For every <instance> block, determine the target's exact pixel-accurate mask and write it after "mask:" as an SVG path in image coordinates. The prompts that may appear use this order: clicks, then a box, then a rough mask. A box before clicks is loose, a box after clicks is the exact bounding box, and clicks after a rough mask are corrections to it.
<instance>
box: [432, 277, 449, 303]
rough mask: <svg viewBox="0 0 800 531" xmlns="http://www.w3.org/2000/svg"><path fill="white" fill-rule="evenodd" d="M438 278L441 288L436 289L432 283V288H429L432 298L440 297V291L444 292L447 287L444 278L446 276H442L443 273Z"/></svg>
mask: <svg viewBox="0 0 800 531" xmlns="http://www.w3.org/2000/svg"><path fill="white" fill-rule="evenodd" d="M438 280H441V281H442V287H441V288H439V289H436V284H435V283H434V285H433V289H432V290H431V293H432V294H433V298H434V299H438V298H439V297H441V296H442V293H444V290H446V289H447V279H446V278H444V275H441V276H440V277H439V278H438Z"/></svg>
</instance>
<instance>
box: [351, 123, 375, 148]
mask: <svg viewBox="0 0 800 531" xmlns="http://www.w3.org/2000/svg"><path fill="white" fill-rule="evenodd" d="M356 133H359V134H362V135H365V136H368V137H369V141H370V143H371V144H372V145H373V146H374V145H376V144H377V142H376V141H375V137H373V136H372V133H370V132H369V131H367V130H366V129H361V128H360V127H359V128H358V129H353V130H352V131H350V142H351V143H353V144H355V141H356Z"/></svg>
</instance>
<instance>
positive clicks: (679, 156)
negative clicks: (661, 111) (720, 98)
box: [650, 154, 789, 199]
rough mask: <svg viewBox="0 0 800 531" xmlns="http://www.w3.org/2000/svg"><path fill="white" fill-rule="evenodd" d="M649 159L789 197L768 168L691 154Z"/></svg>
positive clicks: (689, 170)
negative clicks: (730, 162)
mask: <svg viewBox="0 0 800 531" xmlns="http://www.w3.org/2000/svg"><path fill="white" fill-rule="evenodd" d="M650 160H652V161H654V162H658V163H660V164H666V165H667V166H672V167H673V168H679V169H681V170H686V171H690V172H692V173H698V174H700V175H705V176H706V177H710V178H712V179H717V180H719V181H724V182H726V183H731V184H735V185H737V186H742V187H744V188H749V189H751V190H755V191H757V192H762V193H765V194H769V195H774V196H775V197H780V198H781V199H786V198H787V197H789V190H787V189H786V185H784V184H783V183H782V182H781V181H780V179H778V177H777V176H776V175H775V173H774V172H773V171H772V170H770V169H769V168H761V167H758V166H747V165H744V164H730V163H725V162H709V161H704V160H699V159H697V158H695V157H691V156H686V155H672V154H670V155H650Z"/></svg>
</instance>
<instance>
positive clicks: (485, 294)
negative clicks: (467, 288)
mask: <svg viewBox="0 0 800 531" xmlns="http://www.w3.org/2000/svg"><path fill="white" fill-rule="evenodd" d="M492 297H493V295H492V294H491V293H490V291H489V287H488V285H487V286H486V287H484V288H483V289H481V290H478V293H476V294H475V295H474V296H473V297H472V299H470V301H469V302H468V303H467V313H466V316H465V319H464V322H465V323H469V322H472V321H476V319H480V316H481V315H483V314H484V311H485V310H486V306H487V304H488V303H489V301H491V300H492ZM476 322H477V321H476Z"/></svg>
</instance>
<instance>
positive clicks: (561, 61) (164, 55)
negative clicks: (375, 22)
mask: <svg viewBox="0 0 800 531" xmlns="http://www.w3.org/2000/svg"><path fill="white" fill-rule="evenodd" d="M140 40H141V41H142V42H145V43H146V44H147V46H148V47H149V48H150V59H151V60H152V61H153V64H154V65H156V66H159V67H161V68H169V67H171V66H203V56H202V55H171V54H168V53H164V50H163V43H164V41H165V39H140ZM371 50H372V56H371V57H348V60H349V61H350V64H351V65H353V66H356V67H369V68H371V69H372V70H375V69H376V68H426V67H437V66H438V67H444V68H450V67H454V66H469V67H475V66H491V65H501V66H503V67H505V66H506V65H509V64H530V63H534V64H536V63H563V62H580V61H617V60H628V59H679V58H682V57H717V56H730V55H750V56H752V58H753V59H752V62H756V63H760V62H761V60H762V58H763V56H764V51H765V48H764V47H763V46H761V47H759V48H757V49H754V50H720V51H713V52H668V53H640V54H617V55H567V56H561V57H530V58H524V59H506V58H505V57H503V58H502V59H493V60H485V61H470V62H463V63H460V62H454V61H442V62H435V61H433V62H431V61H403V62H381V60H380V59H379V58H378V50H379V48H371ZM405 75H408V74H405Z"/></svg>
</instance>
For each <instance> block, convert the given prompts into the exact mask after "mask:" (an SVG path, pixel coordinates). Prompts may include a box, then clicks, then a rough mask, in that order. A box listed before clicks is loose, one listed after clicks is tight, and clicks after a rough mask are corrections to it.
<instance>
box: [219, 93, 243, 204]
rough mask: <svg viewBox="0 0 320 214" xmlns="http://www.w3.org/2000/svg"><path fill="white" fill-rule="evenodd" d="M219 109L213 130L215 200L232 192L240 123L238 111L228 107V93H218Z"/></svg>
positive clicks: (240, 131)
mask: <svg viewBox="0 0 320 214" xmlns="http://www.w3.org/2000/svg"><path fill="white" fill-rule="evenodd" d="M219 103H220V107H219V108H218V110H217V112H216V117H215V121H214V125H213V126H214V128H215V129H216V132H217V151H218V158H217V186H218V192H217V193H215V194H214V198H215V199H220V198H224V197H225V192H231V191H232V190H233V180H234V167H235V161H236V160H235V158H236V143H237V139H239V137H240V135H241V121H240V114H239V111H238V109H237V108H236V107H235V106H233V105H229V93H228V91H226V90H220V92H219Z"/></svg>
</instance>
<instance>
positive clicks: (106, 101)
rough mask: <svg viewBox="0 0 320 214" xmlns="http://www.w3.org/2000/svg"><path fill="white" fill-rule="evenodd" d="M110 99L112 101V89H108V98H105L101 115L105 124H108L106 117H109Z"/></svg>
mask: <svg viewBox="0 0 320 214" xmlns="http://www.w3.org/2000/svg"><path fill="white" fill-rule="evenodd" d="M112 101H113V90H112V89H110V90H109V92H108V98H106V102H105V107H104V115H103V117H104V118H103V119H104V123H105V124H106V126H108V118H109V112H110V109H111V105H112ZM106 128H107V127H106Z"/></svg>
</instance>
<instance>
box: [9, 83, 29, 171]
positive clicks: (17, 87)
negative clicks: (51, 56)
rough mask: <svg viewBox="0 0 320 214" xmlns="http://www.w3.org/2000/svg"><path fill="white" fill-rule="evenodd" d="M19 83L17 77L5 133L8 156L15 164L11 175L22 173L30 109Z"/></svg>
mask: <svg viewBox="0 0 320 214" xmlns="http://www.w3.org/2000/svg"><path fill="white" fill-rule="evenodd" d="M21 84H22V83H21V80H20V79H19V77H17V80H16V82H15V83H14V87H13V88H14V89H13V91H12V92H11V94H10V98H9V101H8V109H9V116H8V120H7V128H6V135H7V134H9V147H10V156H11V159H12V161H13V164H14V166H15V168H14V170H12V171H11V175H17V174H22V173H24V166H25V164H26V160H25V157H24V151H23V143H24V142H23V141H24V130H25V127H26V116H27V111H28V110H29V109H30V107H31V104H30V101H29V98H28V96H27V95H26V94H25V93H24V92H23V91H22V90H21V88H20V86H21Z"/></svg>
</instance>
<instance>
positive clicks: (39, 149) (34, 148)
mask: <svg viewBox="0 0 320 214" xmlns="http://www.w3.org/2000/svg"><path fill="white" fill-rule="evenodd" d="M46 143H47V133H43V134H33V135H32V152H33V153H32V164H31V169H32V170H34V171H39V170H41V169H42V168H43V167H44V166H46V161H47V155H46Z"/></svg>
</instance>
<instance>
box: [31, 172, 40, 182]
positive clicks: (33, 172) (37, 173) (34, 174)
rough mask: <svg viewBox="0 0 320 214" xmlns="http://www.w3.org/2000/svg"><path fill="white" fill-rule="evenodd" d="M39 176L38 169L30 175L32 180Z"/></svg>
-------
-- ASSIGNMENT --
Copy the rows from the first one through the line containing "278L441 288L436 289L432", but swap "rough mask" for "coarse mask" and keep everything else the same.

-- REPLY --
For every <instance> block, determine the target's exact pixel-accurate mask and write it after "mask:" as an SVG path in image coordinates. The prompts that may appear use this order: clicks, then a box, then a coarse mask. A box before clicks is loose, a box after clicks is the exact bounding box, and clicks after a coarse mask are corrections to it.
<instance>
box: [432, 277, 449, 303]
coarse mask: <svg viewBox="0 0 800 531" xmlns="http://www.w3.org/2000/svg"><path fill="white" fill-rule="evenodd" d="M438 278L441 288L436 289L432 283V288H429L432 298L440 297V291L444 292L447 287L444 278L446 276H442L443 273Z"/></svg>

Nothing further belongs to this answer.